Data records:
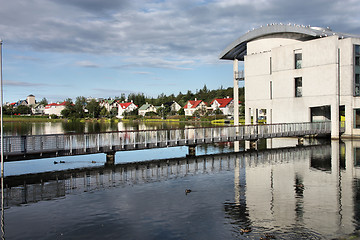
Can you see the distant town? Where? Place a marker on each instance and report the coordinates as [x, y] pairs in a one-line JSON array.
[[135, 106]]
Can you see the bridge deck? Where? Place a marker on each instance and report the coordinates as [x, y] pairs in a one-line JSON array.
[[54, 145]]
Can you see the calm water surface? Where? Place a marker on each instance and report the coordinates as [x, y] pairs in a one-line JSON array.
[[310, 192]]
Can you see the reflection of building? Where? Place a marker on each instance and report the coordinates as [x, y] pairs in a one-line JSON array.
[[225, 105], [125, 107], [54, 108], [300, 74], [192, 106]]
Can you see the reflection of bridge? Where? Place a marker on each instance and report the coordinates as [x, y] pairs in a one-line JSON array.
[[45, 186], [40, 146]]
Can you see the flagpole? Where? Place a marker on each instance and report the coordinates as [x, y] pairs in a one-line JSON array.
[[1, 102]]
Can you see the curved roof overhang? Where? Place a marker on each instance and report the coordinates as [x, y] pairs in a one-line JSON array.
[[238, 48]]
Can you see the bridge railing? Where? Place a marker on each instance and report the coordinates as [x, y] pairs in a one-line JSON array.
[[123, 140]]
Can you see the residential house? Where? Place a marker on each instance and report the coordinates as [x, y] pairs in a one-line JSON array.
[[174, 106], [193, 105], [109, 104], [300, 74], [225, 105], [38, 109], [54, 108], [30, 100], [146, 108], [125, 107]]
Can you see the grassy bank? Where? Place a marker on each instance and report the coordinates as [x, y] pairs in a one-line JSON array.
[[30, 119]]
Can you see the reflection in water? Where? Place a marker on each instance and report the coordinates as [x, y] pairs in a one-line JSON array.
[[309, 192], [40, 128]]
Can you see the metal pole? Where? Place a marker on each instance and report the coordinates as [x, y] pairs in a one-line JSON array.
[[2, 150], [1, 102]]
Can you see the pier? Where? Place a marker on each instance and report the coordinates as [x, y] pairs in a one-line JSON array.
[[55, 145]]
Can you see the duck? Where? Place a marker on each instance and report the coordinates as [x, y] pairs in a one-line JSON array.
[[245, 230]]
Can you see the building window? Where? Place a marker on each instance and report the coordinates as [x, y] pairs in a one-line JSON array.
[[298, 59], [298, 87], [357, 50], [356, 118], [357, 85]]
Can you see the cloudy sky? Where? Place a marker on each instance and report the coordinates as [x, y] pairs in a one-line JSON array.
[[68, 48]]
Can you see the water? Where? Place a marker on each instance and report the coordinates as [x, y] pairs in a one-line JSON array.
[[310, 192], [292, 193]]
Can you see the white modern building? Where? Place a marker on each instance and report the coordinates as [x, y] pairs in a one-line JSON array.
[[125, 107], [54, 108], [300, 74]]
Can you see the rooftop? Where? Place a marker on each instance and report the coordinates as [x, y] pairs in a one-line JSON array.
[[238, 48]]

Problem description - Your answer must be the records above, word for word, with every picture left out.

Response to this exercise -
Can you see the distant town? Where? Place a marker on each instance and report the coordinates as [x, y] pairs in a one-line JSON array.
[[135, 106]]
Can you see the bridge deck? Where? Place a marker on each instance and report the coordinates as [x, y] pairs in a one-line JSON array.
[[54, 145]]
Can you see the calm water surface? Where? Place a marker on each instance and report the coordinates as [x, y] pairs in a one-line JSON array.
[[310, 192]]
Can you see the reflection of building? Where? Place a marker on each instance and report the coordinates as [x, y] pairs in a one-line JSON array.
[[225, 105], [125, 107], [54, 108], [300, 74], [192, 106]]
Can you see the reflection of bridge? Where? Place a marker on each instance and report the coordinates as [x, y] pairs in a one-line JSON array.
[[45, 186], [40, 146]]
Can you see the flagpole? Where? Place a marker on each instance and report the coordinates as [x, y] pairs in a one-line JSON array.
[[1, 102]]
Can you see the curved roof overhang? Where? Place a marker on each instance and report the coordinates as [x, y] pairs in a one-line JSON array.
[[238, 48]]
Can you see the bridge railing? Where? Place a marker on each instance and report the coordinates as [x, y] pairs in a one-line JSON array.
[[123, 140]]
Can you see the residential house? Where? Place a marker on each instance and report the coordinates as [x, y] pairs in a one-line JSON array.
[[174, 106], [193, 105], [109, 104], [300, 74], [225, 105], [38, 109], [54, 108], [30, 100], [146, 108], [125, 107]]
Can you see the grassy bank? Where? Place a marker on each instance and report the coordinates as [x, y] pairs in a one-line JSON array.
[[30, 119]]
Can you see the reflection in water? Where? Place a marker on each instance and report the coordinates as [x, y] pairs in a one-line JSON array.
[[309, 192], [40, 128]]
Can you see the metal pole? Where? Place a marker on each instance and report the coordinates as [x, y] pairs in a one-line JSON array.
[[2, 150], [1, 102]]
Can you see the pier? Where? Place a marker on each instance and report the coordinates as [x, y] pairs in a one-line JSON array.
[[55, 145]]
Can you see the duck? Where? Place a marker on each instance and report the coordinates as [x, y] pairs in a one-line JSON array.
[[245, 230]]
Can you see the building window? Where? Place a marker on each instance and report the coordinates as [x, y] pairs in a one-line JSON array.
[[298, 59], [298, 87], [357, 50], [356, 118], [357, 85]]
Can you see the cloudy sky? Where? Place a marker on each instance and report the coordinates as [x, y] pairs in a one-line JSON array.
[[68, 48]]
Can you see the water? Where? Place a marker on each instance and report the coordinates as [x, y] pairs in a one-line JSON array.
[[310, 192], [292, 193]]
Can you see the white modern building? Where? Place a marker on each instance and report the coordinates as [x, y] pairs in a one-line JSON array.
[[125, 107], [54, 108], [300, 74]]
Can you see the rooftop? Where? Place a marker on each instance and report the coordinates as [x, y] pairs in a one-line JSON array.
[[238, 48]]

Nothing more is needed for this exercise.